[The input — start]
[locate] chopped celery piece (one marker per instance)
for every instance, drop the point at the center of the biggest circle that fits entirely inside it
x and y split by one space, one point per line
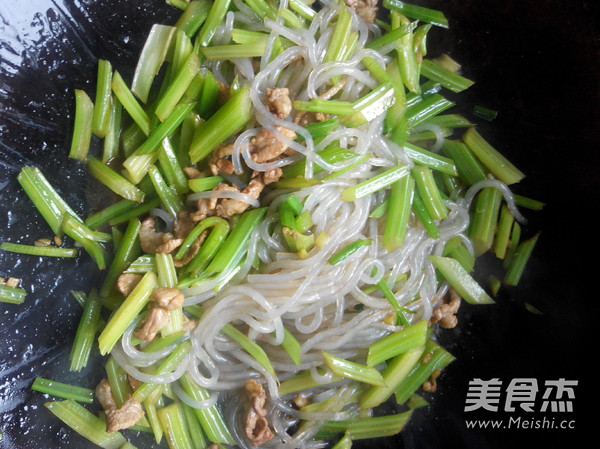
396 370
193 17
368 427
461 280
348 250
236 241
430 159
429 192
44 197
86 333
103 101
374 184
234 51
435 358
424 216
151 58
528 203
110 146
485 218
114 181
174 93
169 197
125 254
165 129
469 168
519 260
416 12
63 390
447 78
500 167
353 370
174 425
210 418
118 380
330 154
130 104
131 307
82 127
43 251
301 381
397 343
85 423
484 113
227 120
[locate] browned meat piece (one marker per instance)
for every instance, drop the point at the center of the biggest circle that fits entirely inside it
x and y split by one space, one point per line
117 418
157 319
365 9
224 93
189 324
167 298
271 176
126 282
430 385
219 163
265 146
445 314
133 382
192 251
126 416
192 172
228 207
169 243
105 396
42 242
280 104
183 225
257 427
207 206
301 400
150 240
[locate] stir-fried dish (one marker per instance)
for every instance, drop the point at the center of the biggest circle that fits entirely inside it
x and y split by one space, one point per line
293 214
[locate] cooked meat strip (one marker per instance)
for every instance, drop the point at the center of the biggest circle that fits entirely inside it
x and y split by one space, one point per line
117 418
167 298
192 172
265 146
156 319
169 243
430 385
257 427
445 314
126 416
150 239
126 282
105 396
219 162
280 103
365 9
133 382
207 206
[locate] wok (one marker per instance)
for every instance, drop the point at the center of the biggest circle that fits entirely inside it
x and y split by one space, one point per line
536 62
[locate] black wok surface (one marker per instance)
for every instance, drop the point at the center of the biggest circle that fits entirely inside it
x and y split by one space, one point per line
535 61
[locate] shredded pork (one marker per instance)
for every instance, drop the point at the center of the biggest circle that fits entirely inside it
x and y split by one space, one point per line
117 418
256 427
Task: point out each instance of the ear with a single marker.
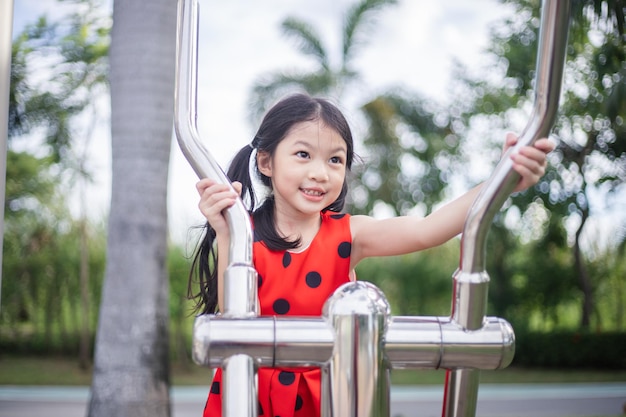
(264, 162)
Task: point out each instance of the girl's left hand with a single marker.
(529, 161)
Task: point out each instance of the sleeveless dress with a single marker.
(295, 284)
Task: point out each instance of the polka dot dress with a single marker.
(295, 284)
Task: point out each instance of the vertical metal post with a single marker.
(6, 29)
(240, 280)
(471, 281)
(359, 375)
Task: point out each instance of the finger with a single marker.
(510, 139)
(203, 184)
(545, 145)
(237, 186)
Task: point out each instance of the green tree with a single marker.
(325, 78)
(591, 152)
(58, 68)
(131, 373)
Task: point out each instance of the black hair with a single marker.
(274, 128)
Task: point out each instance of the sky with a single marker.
(413, 44)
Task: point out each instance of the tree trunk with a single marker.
(131, 366)
(583, 276)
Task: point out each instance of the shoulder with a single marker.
(333, 216)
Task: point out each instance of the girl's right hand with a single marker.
(214, 199)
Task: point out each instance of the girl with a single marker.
(304, 248)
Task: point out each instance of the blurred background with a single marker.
(430, 90)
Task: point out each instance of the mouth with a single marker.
(312, 192)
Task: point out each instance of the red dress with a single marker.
(295, 284)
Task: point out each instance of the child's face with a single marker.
(307, 169)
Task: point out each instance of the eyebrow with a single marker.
(335, 150)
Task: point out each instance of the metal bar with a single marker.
(240, 291)
(239, 397)
(471, 281)
(6, 29)
(359, 379)
(555, 17)
(301, 342)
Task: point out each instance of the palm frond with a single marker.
(356, 21)
(309, 42)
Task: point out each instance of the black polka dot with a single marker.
(344, 249)
(286, 378)
(281, 306)
(313, 279)
(286, 259)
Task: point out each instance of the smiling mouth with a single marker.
(313, 193)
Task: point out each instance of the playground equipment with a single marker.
(357, 342)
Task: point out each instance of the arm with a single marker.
(406, 234)
(214, 199)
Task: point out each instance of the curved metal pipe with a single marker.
(240, 282)
(471, 281)
(555, 17)
(240, 299)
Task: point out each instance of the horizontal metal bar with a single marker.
(410, 342)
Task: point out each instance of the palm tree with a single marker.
(131, 373)
(324, 79)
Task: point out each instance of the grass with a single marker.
(16, 370)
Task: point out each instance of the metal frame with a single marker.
(356, 342)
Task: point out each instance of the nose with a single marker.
(318, 171)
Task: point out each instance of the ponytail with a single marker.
(203, 272)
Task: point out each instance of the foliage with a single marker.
(570, 350)
(57, 69)
(325, 78)
(415, 284)
(591, 154)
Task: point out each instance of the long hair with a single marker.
(274, 127)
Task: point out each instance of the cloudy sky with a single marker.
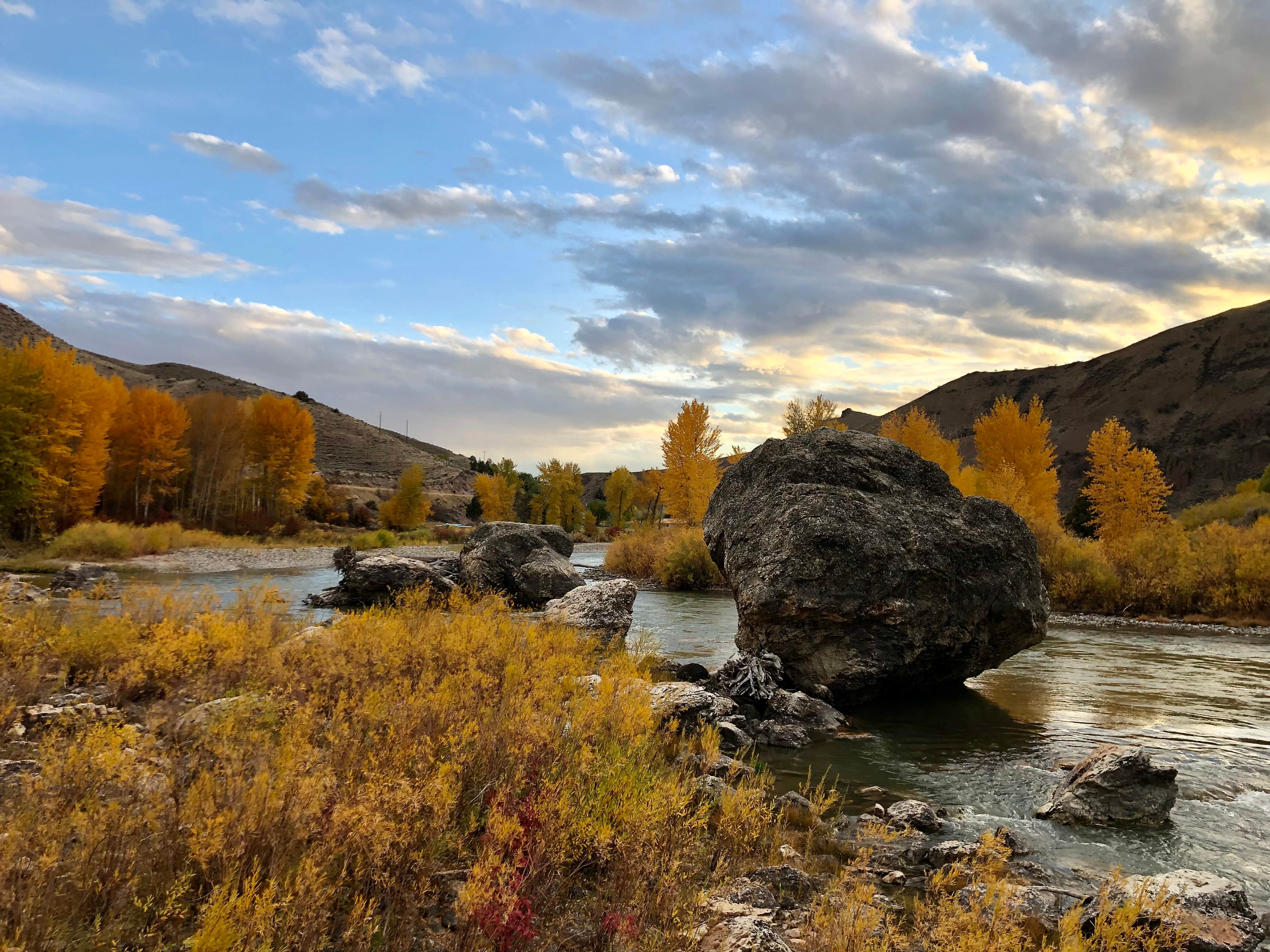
(533, 228)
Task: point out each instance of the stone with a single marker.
(1114, 786)
(529, 564)
(733, 738)
(953, 851)
(14, 591)
(865, 570)
(1212, 907)
(369, 578)
(812, 711)
(604, 609)
(788, 883)
(743, 933)
(681, 700)
(916, 814)
(87, 578)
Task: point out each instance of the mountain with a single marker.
(351, 454)
(1198, 395)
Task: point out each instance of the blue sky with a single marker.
(533, 229)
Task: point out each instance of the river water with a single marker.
(987, 751)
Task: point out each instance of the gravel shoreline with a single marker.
(193, 562)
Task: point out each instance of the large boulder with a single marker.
(87, 578)
(1212, 909)
(865, 570)
(604, 609)
(369, 578)
(14, 591)
(1114, 786)
(529, 564)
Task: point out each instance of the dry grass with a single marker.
(322, 810)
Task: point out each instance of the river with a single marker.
(1197, 700)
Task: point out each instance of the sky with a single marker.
(534, 228)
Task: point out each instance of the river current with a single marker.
(988, 751)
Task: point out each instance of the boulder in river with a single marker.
(88, 578)
(14, 591)
(529, 564)
(375, 577)
(1215, 909)
(865, 570)
(1114, 786)
(604, 607)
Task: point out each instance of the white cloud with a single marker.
(74, 236)
(360, 68)
(534, 111)
(237, 155)
(27, 97)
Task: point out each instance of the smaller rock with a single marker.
(916, 814)
(953, 851)
(604, 609)
(1114, 786)
(14, 591)
(91, 579)
(787, 883)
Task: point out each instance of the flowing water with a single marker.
(988, 751)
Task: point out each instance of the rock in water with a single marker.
(529, 564)
(864, 569)
(1114, 786)
(604, 609)
(376, 577)
(93, 581)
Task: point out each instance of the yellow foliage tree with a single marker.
(1127, 490)
(148, 457)
(559, 501)
(620, 496)
(497, 498)
(1016, 460)
(806, 416)
(690, 452)
(921, 434)
(280, 451)
(409, 507)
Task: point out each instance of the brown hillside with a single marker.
(348, 451)
(1198, 395)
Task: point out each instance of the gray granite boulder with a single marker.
(1114, 786)
(529, 564)
(604, 609)
(867, 572)
(86, 578)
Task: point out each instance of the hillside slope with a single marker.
(348, 452)
(1198, 395)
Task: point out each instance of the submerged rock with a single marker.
(88, 578)
(1114, 786)
(529, 564)
(369, 578)
(604, 609)
(14, 591)
(865, 570)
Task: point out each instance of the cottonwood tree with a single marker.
(921, 434)
(1016, 460)
(806, 416)
(148, 457)
(690, 452)
(620, 496)
(1126, 488)
(409, 507)
(497, 497)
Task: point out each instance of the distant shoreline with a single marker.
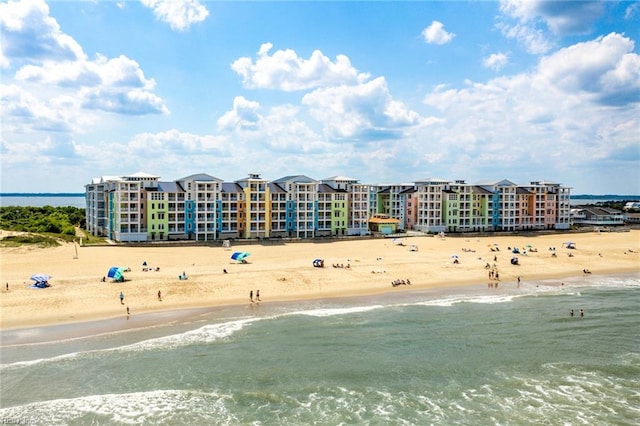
(42, 194)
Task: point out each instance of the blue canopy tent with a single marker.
(240, 256)
(41, 281)
(117, 273)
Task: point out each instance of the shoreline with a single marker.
(182, 316)
(283, 273)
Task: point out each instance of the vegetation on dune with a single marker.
(42, 220)
(42, 226)
(29, 239)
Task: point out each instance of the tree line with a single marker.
(47, 219)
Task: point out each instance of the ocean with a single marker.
(467, 356)
(41, 200)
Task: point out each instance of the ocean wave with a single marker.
(214, 332)
(328, 312)
(154, 407)
(206, 334)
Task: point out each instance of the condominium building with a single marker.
(201, 207)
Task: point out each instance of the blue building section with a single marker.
(495, 210)
(291, 215)
(218, 216)
(111, 220)
(189, 217)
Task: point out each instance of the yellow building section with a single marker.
(384, 224)
(256, 211)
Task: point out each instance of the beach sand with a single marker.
(284, 272)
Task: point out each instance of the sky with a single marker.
(381, 92)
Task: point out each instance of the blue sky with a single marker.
(383, 92)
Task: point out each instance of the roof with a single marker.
(201, 177)
(434, 180)
(275, 188)
(599, 211)
(323, 188)
(295, 179)
(340, 179)
(170, 187)
(143, 175)
(384, 219)
(480, 190)
(230, 187)
(522, 191)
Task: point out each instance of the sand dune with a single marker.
(283, 272)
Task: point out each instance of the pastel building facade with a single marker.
(200, 207)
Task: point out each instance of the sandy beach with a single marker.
(284, 272)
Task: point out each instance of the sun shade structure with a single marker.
(41, 280)
(240, 256)
(117, 273)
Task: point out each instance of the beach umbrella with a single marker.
(240, 256)
(117, 273)
(40, 278)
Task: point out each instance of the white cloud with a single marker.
(278, 129)
(606, 67)
(29, 33)
(436, 34)
(561, 17)
(365, 111)
(179, 14)
(284, 70)
(632, 10)
(496, 61)
(244, 115)
(557, 117)
(537, 20)
(56, 75)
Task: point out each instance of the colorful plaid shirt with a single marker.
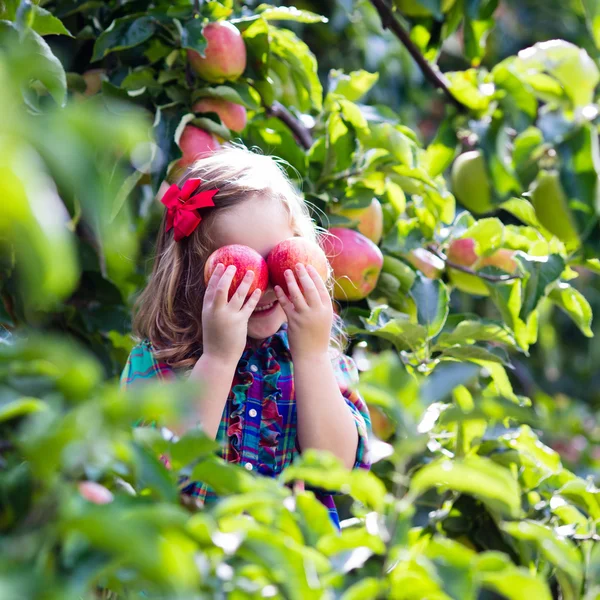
(258, 427)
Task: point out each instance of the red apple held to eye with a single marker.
(196, 143)
(244, 259)
(356, 262)
(287, 254)
(224, 56)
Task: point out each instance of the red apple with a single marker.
(368, 221)
(428, 263)
(224, 56)
(244, 259)
(195, 143)
(502, 259)
(287, 254)
(356, 262)
(94, 492)
(462, 252)
(232, 115)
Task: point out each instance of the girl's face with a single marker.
(260, 224)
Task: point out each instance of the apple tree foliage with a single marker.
(464, 500)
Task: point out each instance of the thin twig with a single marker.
(389, 21)
(453, 265)
(280, 112)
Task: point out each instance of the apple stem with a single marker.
(279, 111)
(485, 276)
(389, 21)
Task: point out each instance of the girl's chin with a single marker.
(264, 326)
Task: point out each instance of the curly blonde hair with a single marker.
(168, 312)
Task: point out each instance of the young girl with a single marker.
(274, 380)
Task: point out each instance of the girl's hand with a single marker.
(225, 323)
(309, 311)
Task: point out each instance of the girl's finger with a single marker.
(211, 287)
(308, 286)
(294, 292)
(251, 303)
(319, 285)
(284, 301)
(237, 300)
(222, 293)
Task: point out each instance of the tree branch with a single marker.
(280, 112)
(389, 21)
(10, 310)
(468, 270)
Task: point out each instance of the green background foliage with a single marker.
(480, 377)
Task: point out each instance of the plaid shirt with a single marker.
(258, 427)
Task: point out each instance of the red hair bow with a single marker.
(182, 207)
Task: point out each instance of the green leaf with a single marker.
(477, 476)
(238, 93)
(442, 149)
(445, 378)
(560, 552)
(352, 86)
(303, 67)
(514, 583)
(367, 588)
(570, 65)
(488, 233)
(20, 408)
(153, 476)
(350, 539)
(194, 445)
(464, 87)
(123, 33)
(34, 61)
(592, 18)
(324, 471)
(583, 494)
(402, 333)
(258, 46)
(432, 300)
(472, 353)
(573, 302)
(192, 37)
(454, 564)
(471, 332)
(41, 21)
(226, 478)
(523, 210)
(475, 35)
(543, 271)
(289, 13)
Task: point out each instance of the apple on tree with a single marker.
(244, 259)
(429, 264)
(232, 115)
(471, 183)
(287, 254)
(224, 57)
(463, 252)
(356, 262)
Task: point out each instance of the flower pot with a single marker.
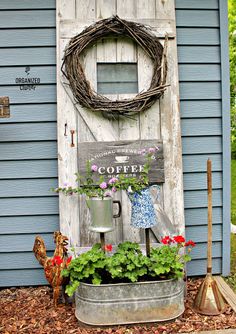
[The input — finish]
• _What is being asked_
Please copy every line in the entries where "meat" appears.

• _Your response_
[locate] browned meat piece (one marker per instance)
[locate] cooked meat strip (one marker per instance)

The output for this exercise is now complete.